— START —

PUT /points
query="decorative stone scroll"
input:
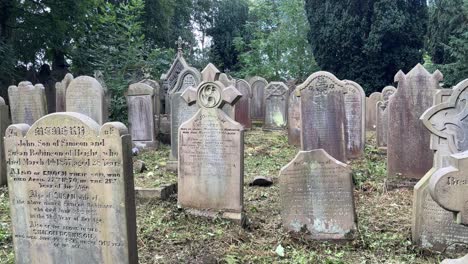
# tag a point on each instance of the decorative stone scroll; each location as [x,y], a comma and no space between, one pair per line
[71,191]
[27,103]
[323,114]
[316,193]
[276,106]
[211,155]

— END —

(PROBLEM TO WORK ON) Rewrite the lines above as a numbered list, omitting any blank lines. Leave the pictures out of the list.

(EXERCISE ANSWER)
1. PUT /points
2. query="decorative stone scroll"
3. input:
4. # tag a point on each instance of the decorative stone scroll; each location as [x,y], a comma and no space between, one pair per line
5. [71,191]
6. [27,103]
7. [323,114]
8. [316,193]
9. [276,106]
10. [211,155]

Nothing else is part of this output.